Submitted by Dave Murphy on October 23, 2015 - 7:10pm

Even the notoriously brash billionaire backs down from fight with GMO seed giant.

Clear Lake, Iowa — What comes up, must go down. As the race for the presidential campaign field of 2016 heats up, Donald Trump's poll numbers have started to slip. The first place this has been noticed is in Iowa, where the latest Des Moines Register Poll has Trump trailing Ben Carson by 9 points.

In a quick retort to his dipping poll numbers, Donald Trump (or someone in control of his Twitter feed) retweeted a humorous tweet from one of his followers that accidentally took a swipe at the intelligence of the Iowa voter and a jab at the Midwestern state's number one commodity export — Monsanto's genetically engineered corn. According to USDA statistics, 94 percent of corn grown in Iowa is genetically engineered and 97 percent of the soybeans in the state are GMO as well.

"Donald Trump just learned the first lesson of Presidential politics, said Dave Murphy, founder and executive director of Food Democracy Now! "He can talk trash about his fellow Republican candidates or attack Democrats, but he can't insult Iowa voters. Or link their intelligence to Monsanto's GMO corn."
#####
§ Your task:
According to the text on Donald Trump's Iowa poll numbers, what percentage of corn grown in Iowa is genetically engineered?

§ Records drawn from a dataset:
#####
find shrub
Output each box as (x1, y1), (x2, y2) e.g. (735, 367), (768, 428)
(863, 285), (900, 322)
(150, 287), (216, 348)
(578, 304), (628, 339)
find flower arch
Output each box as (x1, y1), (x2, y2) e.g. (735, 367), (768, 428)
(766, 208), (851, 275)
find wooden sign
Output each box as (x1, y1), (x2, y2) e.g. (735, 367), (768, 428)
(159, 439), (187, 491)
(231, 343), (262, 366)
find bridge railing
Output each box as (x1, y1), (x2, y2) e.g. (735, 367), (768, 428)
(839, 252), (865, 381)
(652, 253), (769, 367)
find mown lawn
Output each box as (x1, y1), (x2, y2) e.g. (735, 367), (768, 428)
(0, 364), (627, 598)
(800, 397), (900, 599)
#####
§ Response:
94 percent, according to USDA statistics.